• [SHORT PROBLEM]
Pull out every line of the records that contains the word "tail", and copy each one.

• [SUPPLIED RECORDS]
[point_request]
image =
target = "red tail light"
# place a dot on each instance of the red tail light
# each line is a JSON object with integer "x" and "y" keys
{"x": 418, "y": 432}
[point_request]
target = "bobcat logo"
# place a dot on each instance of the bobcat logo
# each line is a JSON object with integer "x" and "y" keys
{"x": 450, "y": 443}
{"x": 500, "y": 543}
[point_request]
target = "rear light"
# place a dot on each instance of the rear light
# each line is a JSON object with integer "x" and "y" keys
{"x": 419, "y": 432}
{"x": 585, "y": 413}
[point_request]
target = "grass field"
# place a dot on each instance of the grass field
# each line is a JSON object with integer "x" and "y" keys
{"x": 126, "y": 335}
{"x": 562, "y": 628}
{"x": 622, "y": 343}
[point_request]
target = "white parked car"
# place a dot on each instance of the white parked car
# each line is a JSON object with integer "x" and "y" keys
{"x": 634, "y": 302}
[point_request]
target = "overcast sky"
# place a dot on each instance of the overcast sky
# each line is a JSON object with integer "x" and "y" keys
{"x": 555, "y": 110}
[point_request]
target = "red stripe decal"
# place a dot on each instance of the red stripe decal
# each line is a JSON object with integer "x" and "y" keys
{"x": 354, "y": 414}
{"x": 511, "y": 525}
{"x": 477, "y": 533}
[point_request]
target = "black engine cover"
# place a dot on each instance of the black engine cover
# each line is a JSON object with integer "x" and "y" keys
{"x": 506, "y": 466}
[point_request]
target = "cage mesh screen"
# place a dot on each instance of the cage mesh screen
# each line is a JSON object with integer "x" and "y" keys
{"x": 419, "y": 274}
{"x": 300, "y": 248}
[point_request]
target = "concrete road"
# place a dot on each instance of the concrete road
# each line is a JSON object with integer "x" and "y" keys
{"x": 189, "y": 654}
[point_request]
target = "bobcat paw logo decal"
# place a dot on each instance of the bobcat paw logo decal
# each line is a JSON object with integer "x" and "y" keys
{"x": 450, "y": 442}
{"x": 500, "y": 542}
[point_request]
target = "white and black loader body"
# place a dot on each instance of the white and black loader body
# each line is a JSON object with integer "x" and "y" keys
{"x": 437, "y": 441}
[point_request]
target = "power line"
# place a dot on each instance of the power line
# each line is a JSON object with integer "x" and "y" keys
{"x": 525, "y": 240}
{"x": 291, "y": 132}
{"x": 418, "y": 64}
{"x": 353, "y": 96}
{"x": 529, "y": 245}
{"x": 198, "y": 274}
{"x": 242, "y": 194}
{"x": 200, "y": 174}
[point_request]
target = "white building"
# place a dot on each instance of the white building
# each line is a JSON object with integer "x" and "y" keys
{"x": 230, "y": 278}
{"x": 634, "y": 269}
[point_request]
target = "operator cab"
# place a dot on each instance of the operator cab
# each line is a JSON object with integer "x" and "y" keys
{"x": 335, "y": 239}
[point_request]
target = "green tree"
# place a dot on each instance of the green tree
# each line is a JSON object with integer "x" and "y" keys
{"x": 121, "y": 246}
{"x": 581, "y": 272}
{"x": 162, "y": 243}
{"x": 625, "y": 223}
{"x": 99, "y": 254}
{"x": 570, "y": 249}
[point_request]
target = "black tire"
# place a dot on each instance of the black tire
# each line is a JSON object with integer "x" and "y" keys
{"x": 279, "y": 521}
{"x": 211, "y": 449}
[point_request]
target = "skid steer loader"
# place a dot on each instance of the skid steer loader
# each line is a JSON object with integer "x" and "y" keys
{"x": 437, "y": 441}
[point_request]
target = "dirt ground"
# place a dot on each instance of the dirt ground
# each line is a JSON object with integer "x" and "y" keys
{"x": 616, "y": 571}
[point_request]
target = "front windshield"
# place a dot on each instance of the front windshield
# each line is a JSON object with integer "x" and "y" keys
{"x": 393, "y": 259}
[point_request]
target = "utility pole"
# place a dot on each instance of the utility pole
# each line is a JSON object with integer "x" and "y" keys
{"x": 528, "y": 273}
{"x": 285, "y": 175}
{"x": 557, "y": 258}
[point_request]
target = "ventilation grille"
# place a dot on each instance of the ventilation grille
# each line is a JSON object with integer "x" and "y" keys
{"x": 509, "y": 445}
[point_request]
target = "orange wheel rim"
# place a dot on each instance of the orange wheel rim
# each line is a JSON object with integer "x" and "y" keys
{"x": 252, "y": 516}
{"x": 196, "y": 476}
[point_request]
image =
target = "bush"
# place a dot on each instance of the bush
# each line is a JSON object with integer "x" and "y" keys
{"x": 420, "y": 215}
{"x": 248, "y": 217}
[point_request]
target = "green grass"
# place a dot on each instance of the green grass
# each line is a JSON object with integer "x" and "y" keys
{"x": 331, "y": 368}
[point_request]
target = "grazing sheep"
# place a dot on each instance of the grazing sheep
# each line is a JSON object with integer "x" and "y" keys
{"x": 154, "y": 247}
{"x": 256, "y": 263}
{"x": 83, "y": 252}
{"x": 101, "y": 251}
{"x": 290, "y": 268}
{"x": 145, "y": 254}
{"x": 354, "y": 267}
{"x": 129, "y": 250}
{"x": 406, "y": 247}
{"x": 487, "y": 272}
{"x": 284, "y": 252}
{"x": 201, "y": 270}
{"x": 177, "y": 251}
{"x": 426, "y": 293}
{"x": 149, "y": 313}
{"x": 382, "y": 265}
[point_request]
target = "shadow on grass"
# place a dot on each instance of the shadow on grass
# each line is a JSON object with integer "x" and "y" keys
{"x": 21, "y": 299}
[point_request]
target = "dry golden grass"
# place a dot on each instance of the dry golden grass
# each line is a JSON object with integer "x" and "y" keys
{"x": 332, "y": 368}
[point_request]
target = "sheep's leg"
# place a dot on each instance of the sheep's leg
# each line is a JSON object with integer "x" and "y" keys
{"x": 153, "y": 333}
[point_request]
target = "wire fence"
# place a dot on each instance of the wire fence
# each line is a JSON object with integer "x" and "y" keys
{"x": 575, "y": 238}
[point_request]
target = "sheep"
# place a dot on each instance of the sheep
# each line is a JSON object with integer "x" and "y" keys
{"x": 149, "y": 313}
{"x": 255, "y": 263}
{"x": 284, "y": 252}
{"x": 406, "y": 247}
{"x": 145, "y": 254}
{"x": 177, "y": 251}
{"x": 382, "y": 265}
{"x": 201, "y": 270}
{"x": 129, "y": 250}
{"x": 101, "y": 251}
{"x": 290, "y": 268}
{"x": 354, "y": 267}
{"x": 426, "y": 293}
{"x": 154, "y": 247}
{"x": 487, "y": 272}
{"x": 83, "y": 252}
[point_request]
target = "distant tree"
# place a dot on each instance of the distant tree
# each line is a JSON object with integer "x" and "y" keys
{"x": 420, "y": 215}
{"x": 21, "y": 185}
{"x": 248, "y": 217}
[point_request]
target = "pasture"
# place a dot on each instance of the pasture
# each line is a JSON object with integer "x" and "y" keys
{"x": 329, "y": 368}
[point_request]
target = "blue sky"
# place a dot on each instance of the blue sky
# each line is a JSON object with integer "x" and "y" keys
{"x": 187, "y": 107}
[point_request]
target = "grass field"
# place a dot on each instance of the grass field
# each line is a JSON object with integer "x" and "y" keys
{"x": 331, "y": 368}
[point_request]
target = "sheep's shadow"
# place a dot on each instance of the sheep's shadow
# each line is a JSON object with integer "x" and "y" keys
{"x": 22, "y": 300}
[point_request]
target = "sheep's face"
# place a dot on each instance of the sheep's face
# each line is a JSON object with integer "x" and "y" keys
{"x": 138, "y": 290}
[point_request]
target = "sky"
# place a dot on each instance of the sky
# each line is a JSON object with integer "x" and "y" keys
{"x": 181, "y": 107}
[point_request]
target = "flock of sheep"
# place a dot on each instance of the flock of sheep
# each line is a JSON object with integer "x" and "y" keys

• [SOLUTION TO THE PROBLEM]
target = "red tail light"
# place a dot on each instance of the red tail light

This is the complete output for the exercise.